§ DOCUMENT PASSAGE

★ ★ ★ ★ ★ ★ ★

Unheeded Warning: The Village Where the Chipko Movement Began

Years ago, I wanted to write a children’s book about the Chipko movement, an astonishing story of love and clarity. In the story, 18th century people of the Bishnoi community in Rajasthan in northern India, led by their women, hugged their trees to prevent them from being cut down, because they knew the value of that forest and didn’t want it to be sacrificed to a king’s ignorant ambition.

Deborah Lee Rose beat me to it with her beautiful book, The People Who Hugged the Trees, so I never completed that project, but the story remains vivid in my mind.

In the 1970’s, a woman named Gaura Devi in the area now known as Uttarakhand brought the ancient story to life in her own village to protest the cutting of trees by contractors. The 45th anniversary Google doodle commemorating that event includes a soundbyte history. The movement is credited with the passing of the Indian Forestry Act of 1980 and other measures related to biodiversity and conservation.

★ ★ ★ ★ ★ ★ ★

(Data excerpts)
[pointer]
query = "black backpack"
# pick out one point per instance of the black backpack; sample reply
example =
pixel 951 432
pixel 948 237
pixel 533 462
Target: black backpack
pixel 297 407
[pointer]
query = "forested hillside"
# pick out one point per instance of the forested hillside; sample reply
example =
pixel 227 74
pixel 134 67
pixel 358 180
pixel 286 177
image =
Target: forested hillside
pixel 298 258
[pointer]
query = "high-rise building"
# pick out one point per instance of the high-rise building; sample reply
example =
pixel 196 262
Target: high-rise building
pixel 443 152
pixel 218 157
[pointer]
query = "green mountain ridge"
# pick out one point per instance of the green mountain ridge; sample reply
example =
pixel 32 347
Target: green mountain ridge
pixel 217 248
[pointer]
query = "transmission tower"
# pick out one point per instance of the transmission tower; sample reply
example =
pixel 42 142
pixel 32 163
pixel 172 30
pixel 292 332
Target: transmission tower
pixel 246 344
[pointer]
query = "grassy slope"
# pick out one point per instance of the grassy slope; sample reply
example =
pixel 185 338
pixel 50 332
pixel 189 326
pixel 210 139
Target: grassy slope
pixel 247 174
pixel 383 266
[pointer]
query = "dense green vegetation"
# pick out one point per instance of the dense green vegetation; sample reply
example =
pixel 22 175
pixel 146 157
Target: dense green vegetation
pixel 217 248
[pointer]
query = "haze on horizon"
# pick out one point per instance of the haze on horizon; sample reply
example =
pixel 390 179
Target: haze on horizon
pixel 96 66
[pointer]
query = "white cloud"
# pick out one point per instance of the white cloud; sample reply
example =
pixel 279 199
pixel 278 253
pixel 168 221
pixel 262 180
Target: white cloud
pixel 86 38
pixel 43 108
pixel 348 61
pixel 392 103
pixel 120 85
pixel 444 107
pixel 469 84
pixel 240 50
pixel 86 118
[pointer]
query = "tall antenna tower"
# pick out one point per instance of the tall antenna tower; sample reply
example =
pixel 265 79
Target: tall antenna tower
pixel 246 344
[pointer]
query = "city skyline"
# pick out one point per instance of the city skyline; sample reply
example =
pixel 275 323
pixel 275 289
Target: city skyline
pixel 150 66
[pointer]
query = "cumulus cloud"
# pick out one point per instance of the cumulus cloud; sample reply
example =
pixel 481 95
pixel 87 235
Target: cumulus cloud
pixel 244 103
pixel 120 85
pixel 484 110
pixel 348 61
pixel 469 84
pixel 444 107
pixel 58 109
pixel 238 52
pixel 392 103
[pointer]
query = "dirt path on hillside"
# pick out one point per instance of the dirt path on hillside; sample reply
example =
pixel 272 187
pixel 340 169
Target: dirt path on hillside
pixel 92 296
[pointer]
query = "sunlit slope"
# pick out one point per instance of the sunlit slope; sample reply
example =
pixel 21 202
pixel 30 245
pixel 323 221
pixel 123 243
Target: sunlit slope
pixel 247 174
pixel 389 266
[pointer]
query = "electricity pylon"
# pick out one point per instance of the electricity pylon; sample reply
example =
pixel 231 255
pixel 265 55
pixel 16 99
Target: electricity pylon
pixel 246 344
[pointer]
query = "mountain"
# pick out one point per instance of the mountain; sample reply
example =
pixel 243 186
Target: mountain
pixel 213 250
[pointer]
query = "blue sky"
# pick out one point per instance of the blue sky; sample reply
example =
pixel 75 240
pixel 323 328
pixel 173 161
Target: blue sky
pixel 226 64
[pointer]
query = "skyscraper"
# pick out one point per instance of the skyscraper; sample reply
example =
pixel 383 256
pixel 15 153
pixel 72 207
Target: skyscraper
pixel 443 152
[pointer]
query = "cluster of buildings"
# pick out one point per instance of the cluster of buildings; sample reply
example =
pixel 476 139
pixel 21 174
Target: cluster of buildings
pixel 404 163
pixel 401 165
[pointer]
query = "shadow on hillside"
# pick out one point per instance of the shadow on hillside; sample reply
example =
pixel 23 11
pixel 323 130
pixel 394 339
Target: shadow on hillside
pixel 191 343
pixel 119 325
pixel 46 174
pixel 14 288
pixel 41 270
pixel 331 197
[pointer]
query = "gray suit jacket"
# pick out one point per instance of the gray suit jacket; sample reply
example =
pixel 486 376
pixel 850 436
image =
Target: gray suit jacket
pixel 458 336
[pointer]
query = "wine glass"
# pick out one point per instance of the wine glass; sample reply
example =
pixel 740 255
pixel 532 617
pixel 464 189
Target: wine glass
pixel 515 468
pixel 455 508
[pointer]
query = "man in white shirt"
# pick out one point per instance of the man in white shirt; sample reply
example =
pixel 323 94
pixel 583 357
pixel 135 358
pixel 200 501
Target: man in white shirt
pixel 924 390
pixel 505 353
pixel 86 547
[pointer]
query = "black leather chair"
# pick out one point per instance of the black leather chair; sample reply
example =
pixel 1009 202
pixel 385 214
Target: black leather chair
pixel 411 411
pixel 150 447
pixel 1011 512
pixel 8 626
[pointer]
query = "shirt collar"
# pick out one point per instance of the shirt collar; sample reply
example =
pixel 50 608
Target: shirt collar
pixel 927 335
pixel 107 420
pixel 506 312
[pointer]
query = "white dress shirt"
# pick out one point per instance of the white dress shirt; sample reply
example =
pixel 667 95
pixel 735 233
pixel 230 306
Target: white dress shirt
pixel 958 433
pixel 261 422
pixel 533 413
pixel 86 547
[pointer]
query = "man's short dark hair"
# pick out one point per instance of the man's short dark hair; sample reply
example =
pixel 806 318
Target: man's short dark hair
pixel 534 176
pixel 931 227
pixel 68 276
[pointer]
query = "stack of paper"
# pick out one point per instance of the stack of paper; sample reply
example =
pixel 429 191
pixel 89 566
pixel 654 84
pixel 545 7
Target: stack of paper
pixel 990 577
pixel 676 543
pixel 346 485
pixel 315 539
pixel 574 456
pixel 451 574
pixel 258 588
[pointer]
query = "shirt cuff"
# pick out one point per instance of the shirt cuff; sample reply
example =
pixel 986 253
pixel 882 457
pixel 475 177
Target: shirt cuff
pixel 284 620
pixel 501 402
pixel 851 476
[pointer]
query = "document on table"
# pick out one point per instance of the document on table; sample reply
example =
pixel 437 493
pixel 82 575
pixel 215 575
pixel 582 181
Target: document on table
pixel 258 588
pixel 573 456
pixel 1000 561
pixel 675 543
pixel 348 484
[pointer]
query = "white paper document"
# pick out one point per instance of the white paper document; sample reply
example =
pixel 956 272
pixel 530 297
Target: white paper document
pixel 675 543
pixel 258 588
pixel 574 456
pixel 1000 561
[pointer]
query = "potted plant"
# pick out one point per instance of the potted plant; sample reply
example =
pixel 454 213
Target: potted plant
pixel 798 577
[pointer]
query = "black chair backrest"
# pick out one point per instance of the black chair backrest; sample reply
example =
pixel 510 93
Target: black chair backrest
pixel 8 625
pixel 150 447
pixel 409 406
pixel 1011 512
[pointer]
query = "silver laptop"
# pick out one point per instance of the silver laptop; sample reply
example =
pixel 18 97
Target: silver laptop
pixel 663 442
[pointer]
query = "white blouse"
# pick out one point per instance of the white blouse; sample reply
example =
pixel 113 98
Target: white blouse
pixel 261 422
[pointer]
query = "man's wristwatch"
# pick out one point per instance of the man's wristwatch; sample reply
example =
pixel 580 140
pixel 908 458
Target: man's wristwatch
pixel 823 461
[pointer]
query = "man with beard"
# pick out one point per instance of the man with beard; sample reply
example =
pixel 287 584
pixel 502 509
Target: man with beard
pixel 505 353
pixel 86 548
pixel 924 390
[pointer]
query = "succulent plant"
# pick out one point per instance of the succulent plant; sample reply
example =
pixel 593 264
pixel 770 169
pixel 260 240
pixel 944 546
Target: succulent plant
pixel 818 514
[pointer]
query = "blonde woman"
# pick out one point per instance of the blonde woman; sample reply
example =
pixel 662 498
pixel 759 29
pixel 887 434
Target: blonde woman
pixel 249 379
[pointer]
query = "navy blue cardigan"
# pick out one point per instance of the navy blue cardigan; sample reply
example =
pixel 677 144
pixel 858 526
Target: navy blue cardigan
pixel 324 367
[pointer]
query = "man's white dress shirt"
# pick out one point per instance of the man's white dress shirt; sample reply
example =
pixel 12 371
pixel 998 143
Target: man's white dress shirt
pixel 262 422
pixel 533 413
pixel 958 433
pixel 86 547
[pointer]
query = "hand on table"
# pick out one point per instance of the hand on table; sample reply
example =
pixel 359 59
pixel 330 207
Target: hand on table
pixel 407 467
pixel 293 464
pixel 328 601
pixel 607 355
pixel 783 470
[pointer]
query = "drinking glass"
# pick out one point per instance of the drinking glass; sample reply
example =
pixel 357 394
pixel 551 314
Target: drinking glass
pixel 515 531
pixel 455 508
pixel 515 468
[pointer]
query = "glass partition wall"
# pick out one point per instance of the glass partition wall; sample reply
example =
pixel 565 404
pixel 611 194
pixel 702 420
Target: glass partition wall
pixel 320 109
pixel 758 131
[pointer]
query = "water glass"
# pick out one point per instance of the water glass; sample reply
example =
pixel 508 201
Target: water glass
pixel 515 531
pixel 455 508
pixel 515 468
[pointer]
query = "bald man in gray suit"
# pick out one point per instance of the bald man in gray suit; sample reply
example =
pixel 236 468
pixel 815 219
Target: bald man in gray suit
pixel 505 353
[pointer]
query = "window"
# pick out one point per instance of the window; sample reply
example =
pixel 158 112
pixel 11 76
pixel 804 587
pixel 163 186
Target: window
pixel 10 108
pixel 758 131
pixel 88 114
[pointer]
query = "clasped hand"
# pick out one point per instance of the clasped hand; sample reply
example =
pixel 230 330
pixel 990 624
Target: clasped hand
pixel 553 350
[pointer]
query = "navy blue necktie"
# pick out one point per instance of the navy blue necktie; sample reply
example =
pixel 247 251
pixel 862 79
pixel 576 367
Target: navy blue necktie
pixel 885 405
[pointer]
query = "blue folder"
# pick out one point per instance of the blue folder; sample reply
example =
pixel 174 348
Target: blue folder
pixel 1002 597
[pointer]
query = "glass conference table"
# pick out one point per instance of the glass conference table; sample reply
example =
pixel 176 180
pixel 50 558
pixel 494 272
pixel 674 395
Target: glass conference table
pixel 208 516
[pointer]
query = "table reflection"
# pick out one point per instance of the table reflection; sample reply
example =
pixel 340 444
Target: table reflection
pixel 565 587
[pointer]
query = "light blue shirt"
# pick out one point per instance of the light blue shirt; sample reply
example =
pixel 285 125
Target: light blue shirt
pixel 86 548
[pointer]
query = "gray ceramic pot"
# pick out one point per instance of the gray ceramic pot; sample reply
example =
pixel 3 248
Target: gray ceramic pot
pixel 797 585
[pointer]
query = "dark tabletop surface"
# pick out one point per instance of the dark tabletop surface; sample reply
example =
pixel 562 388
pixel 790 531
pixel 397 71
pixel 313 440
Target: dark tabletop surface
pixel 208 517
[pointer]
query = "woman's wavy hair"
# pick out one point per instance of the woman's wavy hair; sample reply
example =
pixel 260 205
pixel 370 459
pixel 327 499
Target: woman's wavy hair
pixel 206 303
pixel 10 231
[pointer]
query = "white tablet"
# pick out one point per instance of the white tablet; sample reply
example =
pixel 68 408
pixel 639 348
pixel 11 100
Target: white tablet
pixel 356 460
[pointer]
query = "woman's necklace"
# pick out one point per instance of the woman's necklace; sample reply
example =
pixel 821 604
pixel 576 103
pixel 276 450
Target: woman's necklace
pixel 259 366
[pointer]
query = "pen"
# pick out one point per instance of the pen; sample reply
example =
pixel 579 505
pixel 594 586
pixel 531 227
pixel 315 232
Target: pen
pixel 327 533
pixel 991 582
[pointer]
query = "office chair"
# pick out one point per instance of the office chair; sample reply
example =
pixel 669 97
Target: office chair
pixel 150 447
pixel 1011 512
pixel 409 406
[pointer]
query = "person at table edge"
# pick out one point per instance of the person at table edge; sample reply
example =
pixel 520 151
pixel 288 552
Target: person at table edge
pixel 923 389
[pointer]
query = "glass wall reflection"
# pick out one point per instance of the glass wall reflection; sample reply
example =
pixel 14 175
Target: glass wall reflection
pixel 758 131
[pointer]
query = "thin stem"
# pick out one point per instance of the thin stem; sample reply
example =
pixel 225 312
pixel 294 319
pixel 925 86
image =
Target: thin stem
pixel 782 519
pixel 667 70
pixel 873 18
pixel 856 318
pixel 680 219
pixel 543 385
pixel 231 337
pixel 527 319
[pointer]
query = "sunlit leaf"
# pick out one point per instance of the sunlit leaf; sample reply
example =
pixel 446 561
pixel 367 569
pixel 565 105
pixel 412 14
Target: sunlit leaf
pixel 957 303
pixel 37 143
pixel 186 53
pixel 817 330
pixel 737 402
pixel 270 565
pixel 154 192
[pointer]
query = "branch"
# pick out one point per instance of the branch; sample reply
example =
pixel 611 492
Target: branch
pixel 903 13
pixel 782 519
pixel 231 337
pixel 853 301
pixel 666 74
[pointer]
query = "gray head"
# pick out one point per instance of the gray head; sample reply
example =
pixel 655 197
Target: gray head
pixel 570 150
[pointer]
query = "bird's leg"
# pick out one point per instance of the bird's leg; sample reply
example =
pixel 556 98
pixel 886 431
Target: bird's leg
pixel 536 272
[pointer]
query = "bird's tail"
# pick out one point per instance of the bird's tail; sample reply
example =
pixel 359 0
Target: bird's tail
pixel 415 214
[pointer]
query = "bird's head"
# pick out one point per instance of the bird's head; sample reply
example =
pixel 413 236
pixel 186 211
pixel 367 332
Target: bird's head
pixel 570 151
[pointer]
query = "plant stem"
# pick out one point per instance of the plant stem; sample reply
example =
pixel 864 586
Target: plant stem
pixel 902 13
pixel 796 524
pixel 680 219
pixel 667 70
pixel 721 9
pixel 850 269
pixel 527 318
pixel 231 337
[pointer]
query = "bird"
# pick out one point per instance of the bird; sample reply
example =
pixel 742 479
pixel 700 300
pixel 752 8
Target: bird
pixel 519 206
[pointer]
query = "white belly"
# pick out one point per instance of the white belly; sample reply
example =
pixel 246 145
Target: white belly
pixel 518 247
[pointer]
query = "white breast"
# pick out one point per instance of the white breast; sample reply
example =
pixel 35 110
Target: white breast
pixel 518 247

★ ★ ★ ★ ★ ★ ★

§ REQUIRED ACTIONS
a) Can you sum up the Chipko movement piece in two sentences?
b) Would you carry on the Chipko movement piece, picking up after its final sentence?

§ RESPONSES BY TASK
a) The writer once planned a children's book about the Chipko movement, in which 18th-century Bishnoi people in Rajasthan, led by their women, hugged their trees to keep them from being cut for a king's ambition, but Deborah Lee Rose published The People Who Hugged the Trees first. In the 1970s, Gaura Devi revived that story in her village in what is now Uttarakhand to protest contractors cutting trees, an event marked by a 45th-anniversary Google doodle, and the movement is credited with the Indian Forestry Act of 1980 and other biodiversity and conservation measures.

b)
As history marches on, Gaura Devi’s Uttarakhand, like much of the lower Himalayan region, is threatened by fast-melting glaciers. No one’s been listening to local activists, or paying attantion to the findings of the special committee ordered by the Supreme Court of India after the last (2013) severe floods. Excert from the CNN report:

Ravi Chopra, director of the People’s Science Institute, was part of that committee and advised the government against building back-to-back dams in the Alaknanda-Bhagirathi basin, high in the Himalayas. They discovered that the run of the river dams, which operate by digging large tunnels into the side of the mountain, actually “weakened the mountain by introducing fractures and fissures,” increasing the risk of landslides.

Chopra said nothing much came of the committee’s recommendations. Dam building continued. And now another Earth Day is behind us. Time will keep moving and so will the planet. Yes, planting trees is a good thing, but it’s not enough.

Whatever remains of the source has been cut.